__The exercise__.
Select and copy every line of the records below that contains the string "building", matching its case exactly.

»»

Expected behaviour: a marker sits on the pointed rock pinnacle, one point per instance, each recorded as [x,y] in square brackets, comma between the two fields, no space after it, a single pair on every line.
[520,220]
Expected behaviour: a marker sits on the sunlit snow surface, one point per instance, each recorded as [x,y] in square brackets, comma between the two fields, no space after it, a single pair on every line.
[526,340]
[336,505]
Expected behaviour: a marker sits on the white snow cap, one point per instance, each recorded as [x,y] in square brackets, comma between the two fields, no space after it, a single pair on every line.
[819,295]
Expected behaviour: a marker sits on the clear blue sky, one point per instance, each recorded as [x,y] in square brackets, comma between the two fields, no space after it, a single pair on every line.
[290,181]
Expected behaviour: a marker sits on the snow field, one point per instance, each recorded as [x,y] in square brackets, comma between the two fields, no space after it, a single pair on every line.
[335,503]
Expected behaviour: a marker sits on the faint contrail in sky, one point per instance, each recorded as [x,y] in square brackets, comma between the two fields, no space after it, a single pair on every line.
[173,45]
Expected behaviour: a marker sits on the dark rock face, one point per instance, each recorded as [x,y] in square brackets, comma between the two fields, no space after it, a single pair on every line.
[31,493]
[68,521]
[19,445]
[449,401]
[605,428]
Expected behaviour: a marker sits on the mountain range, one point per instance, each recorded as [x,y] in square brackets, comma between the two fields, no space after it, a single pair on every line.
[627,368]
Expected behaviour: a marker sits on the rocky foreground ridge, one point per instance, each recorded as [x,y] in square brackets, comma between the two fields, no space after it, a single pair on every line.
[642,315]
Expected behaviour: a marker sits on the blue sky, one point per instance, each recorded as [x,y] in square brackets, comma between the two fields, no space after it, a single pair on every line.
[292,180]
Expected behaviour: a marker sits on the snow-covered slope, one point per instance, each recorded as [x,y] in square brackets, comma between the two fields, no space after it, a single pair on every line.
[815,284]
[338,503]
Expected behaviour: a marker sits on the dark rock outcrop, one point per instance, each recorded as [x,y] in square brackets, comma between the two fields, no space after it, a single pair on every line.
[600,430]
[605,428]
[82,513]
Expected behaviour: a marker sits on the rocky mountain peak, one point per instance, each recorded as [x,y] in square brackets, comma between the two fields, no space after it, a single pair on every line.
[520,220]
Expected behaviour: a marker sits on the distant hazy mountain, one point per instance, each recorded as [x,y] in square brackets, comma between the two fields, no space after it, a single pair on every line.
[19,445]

««
»»

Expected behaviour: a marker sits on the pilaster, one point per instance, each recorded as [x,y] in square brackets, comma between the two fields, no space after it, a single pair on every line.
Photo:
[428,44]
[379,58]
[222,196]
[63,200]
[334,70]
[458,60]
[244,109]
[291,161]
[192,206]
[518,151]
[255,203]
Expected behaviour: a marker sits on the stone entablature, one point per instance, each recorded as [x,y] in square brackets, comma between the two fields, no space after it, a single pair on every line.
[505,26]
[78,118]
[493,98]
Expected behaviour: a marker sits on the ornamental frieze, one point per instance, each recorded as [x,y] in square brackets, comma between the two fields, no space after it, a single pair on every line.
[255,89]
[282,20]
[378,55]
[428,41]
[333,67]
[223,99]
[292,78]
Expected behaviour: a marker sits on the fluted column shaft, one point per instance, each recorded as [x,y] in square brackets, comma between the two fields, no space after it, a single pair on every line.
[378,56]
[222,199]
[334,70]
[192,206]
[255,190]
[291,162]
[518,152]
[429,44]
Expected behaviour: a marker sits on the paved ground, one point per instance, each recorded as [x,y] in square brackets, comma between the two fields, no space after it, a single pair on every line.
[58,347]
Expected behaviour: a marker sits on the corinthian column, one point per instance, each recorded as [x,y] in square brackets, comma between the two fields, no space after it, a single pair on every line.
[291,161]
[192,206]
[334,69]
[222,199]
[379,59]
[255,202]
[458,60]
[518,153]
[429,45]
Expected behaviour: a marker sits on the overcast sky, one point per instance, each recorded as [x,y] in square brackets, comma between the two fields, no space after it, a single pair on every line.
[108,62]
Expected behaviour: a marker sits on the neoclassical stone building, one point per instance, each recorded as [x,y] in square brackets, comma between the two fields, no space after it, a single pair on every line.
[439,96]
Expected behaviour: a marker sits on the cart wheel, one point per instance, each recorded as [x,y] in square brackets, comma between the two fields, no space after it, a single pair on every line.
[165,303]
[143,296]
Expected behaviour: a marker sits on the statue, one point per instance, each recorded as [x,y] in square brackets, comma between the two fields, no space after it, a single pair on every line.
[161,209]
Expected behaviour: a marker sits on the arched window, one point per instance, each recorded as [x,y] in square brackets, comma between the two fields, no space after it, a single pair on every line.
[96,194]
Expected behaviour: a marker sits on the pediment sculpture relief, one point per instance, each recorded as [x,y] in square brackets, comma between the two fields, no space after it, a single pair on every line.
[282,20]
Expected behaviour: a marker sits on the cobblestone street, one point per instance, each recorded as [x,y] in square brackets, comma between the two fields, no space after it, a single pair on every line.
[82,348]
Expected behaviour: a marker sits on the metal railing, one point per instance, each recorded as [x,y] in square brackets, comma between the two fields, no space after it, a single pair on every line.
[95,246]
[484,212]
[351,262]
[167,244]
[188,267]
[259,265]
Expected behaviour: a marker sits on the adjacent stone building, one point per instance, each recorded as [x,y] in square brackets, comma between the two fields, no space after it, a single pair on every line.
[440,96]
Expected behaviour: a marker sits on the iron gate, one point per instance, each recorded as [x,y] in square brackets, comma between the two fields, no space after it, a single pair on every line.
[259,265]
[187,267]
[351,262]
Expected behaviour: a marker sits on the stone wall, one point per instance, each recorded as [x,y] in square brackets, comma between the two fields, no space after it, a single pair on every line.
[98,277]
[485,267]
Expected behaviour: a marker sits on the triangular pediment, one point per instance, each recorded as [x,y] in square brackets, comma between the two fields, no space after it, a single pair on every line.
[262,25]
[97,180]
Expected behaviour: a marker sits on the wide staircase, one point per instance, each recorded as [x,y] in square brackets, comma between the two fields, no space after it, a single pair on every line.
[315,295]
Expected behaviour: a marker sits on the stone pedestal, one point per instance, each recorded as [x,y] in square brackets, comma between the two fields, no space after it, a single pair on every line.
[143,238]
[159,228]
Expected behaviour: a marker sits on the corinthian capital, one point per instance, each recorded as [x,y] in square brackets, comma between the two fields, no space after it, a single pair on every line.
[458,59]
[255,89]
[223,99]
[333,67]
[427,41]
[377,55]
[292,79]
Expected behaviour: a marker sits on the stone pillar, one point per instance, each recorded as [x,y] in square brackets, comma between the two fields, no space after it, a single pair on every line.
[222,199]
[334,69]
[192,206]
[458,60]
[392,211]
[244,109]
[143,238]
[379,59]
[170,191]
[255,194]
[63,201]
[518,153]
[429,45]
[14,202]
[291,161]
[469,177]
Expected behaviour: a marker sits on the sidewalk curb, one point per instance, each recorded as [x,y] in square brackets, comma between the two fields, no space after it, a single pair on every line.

««

__Solution to the exercise__.
Expected behaviour: a marker sits on the neoclassical stone building, one point per instance, each recorded as [x,y] in square brackets, comma between the two fields, no space after it, a single pair on every line.
Expected behaviour: a marker sits on the adjacent stone building, one point per instance, each recorded as [x,y] in square brackets, comma between the two fields, no space after it, a single pair on every line.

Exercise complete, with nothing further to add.